● **Exercise task**
Please convert every line of the entries below into a Markdown table with the columns No. and Text, skipping blank lines and leaving out the pictures.

[start of The input]

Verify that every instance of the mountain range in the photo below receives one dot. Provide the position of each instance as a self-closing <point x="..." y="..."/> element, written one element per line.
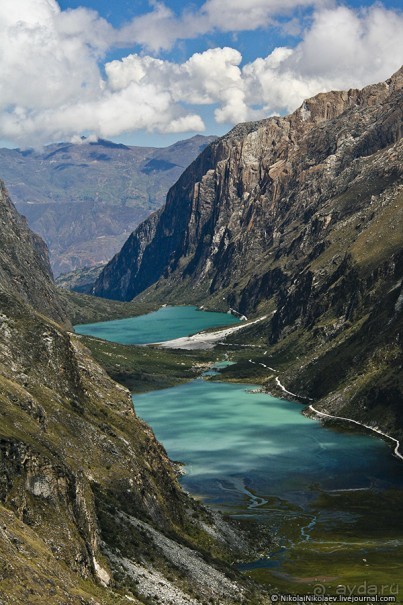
<point x="299" y="218"/>
<point x="91" y="511"/>
<point x="84" y="199"/>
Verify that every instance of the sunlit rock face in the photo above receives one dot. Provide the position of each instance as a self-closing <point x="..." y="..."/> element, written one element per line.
<point x="299" y="216"/>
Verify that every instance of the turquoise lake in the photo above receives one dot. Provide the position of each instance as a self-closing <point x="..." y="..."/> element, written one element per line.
<point x="165" y="324"/>
<point x="239" y="445"/>
<point x="331" y="498"/>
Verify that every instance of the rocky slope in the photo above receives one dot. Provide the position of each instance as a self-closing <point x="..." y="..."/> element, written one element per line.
<point x="90" y="508"/>
<point x="85" y="199"/>
<point x="302" y="217"/>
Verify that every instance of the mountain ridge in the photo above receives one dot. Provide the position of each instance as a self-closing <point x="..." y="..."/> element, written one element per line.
<point x="91" y="510"/>
<point x="85" y="198"/>
<point x="300" y="217"/>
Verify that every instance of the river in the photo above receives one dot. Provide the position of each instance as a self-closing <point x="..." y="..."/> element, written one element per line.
<point x="332" y="499"/>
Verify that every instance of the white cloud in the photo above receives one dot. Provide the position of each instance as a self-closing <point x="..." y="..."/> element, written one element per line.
<point x="52" y="88"/>
<point x="342" y="49"/>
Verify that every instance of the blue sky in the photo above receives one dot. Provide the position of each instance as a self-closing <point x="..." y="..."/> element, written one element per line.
<point x="152" y="72"/>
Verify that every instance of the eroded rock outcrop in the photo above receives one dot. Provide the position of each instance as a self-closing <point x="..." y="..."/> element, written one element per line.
<point x="300" y="217"/>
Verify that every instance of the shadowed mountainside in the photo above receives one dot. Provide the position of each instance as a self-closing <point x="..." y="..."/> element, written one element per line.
<point x="300" y="217"/>
<point x="91" y="511"/>
<point x="85" y="199"/>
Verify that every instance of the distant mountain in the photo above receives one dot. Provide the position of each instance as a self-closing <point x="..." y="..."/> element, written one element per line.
<point x="85" y="199"/>
<point x="299" y="217"/>
<point x="87" y="494"/>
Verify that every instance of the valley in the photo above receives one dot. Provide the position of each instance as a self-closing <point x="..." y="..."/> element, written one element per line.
<point x="283" y="241"/>
<point x="328" y="495"/>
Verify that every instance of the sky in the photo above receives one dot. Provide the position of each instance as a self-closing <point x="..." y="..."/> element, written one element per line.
<point x="151" y="72"/>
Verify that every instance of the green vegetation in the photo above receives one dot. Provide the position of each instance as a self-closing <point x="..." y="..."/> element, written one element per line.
<point x="147" y="368"/>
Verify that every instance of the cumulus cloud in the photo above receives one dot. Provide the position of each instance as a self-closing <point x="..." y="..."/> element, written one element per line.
<point x="342" y="49"/>
<point x="53" y="85"/>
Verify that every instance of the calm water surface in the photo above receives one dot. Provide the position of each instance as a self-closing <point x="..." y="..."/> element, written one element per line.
<point x="165" y="324"/>
<point x="332" y="499"/>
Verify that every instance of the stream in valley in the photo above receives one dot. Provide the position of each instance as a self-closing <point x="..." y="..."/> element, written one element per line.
<point x="331" y="498"/>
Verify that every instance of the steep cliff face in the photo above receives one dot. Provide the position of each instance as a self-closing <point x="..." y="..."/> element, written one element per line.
<point x="301" y="216"/>
<point x="85" y="199"/>
<point x="87" y="494"/>
<point x="251" y="192"/>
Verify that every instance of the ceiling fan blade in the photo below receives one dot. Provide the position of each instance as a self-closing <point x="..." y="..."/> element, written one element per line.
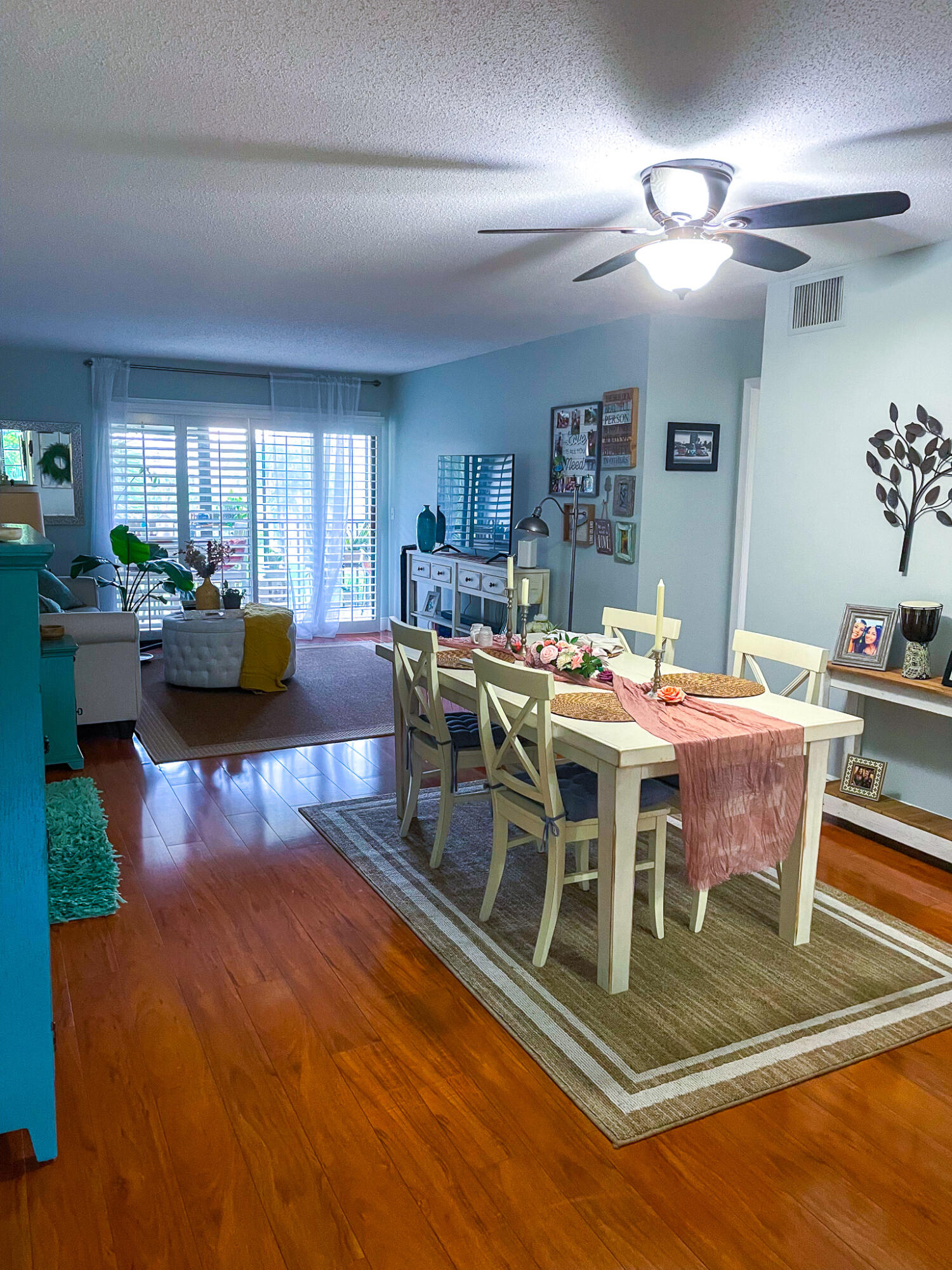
<point x="765" y="253"/>
<point x="821" y="211"/>
<point x="578" y="229"/>
<point x="618" y="262"/>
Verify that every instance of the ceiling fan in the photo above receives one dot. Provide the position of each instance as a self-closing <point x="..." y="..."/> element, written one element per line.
<point x="685" y="196"/>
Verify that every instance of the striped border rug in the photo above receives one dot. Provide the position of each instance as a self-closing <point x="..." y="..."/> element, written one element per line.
<point x="710" y="1020"/>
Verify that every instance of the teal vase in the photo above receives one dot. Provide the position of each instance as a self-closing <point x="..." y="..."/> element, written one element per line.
<point x="426" y="529"/>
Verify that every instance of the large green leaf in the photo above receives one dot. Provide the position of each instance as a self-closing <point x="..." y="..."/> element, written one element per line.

[end of The input]

● **Answer to the exercise**
| No. | Text |
|---|---|
| 1 | Verify that every instance of the mountain range in the photo below receives one dot. Provide the position of each instance as a self-closing <point x="..." y="..."/> element, written one element per line. |
| 2 | <point x="299" y="218"/> |
| 3 | <point x="91" y="511"/> |
| 4 | <point x="84" y="199"/> |
| 5 | Verify that every instance of the sunlit rock face in the photo above receives one dot. Provide the position of each instance as a self-closing <point x="..." y="..."/> element, written one element per line. |
| 6 | <point x="299" y="216"/> |
| 7 | Verify that every instance of the turquoise lake in the photo above receives one dot. Provide the position of each instance as a self-closing <point x="..." y="..."/> element, written one element per line. |
| 8 | <point x="165" y="324"/> |
| 9 | <point x="239" y="445"/> |
| 10 | <point x="331" y="498"/> |
| 11 | Verify that every instance of the rocky slope in the photo above receives one dot. Provide the position of each instance as a self-closing <point x="..." y="..."/> element, written one element per line. |
| 12 | <point x="90" y="508"/> |
| 13 | <point x="85" y="199"/> |
| 14 | <point x="302" y="217"/> |
| 15 | Verify that every instance of the mountain ridge in the photo above receives one dot. Provide the position of each instance as a self-closing <point x="..." y="..."/> element, written one element per line. |
| 16 | <point x="91" y="510"/> |
| 17 | <point x="85" y="198"/> |
| 18 | <point x="300" y="217"/> |
| 19 | Verify that every instance of the river in the photo above receives one dot. Provide the position of each instance as a self-closing <point x="..." y="..."/> element, written one element per line. |
| 20 | <point x="332" y="499"/> |
| 21 | Verify that every instance of the white cloud in the photo above receives one dot. Provide the position of each instance as a self-closing <point x="..." y="..."/> element, written one element per line. |
| 22 | <point x="52" y="88"/> |
| 23 | <point x="342" y="49"/> |
| 24 | Verify that every instance of the blue sky in the photo above receives one dot. Provide the position of each instance as a self-closing <point x="..." y="..."/> element, written one element per line. |
| 25 | <point x="152" y="72"/> |
| 26 | Verify that every instance of the eroded rock outcrop in the photo above receives one dot. Provide the position of each instance as a self-closing <point x="..." y="..."/> element, written one element per line. |
| 27 | <point x="300" y="217"/> |
| 28 | Verify that every instance of the shadowed mountainside in the photo above receives one dot. Provide the position of each instance as a self-closing <point x="..." y="..."/> element, written one element per line. |
| 29 | <point x="300" y="217"/> |
| 30 | <point x="91" y="511"/> |
| 31 | <point x="85" y="199"/> |
| 32 | Verify that every instance of the distant mountain in the photo above receives one dot. Provide the position of each instance as a self-closing <point x="..." y="..."/> element, written one element per line. |
| 33 | <point x="85" y="199"/> |
| 34 | <point x="299" y="217"/> |
| 35 | <point x="87" y="494"/> |
| 36 | Verify that every instance of the valley in the photo above receives one dot. Provide the position of each instance as a self-closing <point x="..." y="..."/> element, written one element per line. |
| 37 | <point x="283" y="241"/> |
| 38 | <point x="328" y="495"/> |
| 39 | Verify that every instance of the sky in the photo above receives one dot. Provide the position of each instance as a self-closing <point x="..." y="..."/> element, written one element per line. |
| 40 | <point x="151" y="72"/> |
| 41 | Verify that every instance of the green vegetation in the photo above receives one dot. Provide the position of each instance as a self-closing <point x="..." y="..."/> element, written one element per line. |
| 42 | <point x="147" y="368"/> |
| 43 | Verify that every instance of the cumulus cloud in the photo above receives one dot. Provide the position of each instance as a self-closing <point x="..." y="..."/> element, written one element per line. |
| 44 | <point x="342" y="49"/> |
| 45 | <point x="53" y="85"/> |
| 46 | Verify that every instance of the calm water surface in the photo above receives one dot. Provide the position of each instance as a self-closing <point x="..." y="..."/> element, written one element per line. |
| 47 | <point x="165" y="324"/> |
| 48 | <point x="332" y="499"/> |
| 49 | Verify that every instance of the stream in valley in the photo above receives one dot. Provide the position of each instance as a self-closing <point x="..." y="..."/> element, written one element per line. |
| 50 | <point x="331" y="498"/> |
| 51 | Verify that every instance of the steep cliff face in the photo above receives one dot. Provide the position of each instance as a self-closing <point x="..." y="..."/> element, written one element per line. |
| 52 | <point x="301" y="216"/> |
| 53 | <point x="85" y="199"/> |
| 54 | <point x="87" y="494"/> |
| 55 | <point x="251" y="192"/> |
| 56 | Verify that every instance of the ceiling fan blade in the photo below receives one dot. Provide the position of each instance as a self-closing <point x="..." y="..."/> element, written one element per line. |
| 57 | <point x="765" y="253"/> |
| 58 | <point x="821" y="211"/> |
| 59 | <point x="578" y="229"/> |
| 60 | <point x="618" y="262"/> |
| 61 | Verify that every instance of the ceiling fan in the photo above receives one dot. Provide the position of each instance as a self-closing <point x="..." y="..."/> element, written one element per line. |
| 62 | <point x="685" y="196"/> |
| 63 | Verify that every instance of the striped border rug in the photo above receives one dot. Provide the position of each instance as a self-closing <point x="..." y="..."/> element, written one element per line. |
| 64 | <point x="710" y="1020"/> |
| 65 | Verify that every instance of the teal vase in the photo above receives one dot. Provide the position of each instance as a self-closing <point x="..." y="..."/> element, written one element per line. |
| 66 | <point x="426" y="529"/> |
| 67 | Verify that every instance of the large green leaf in the photo above receives one dot. Provide the position of each instance as a self-closing <point x="..." y="..."/> element, written one element per line. |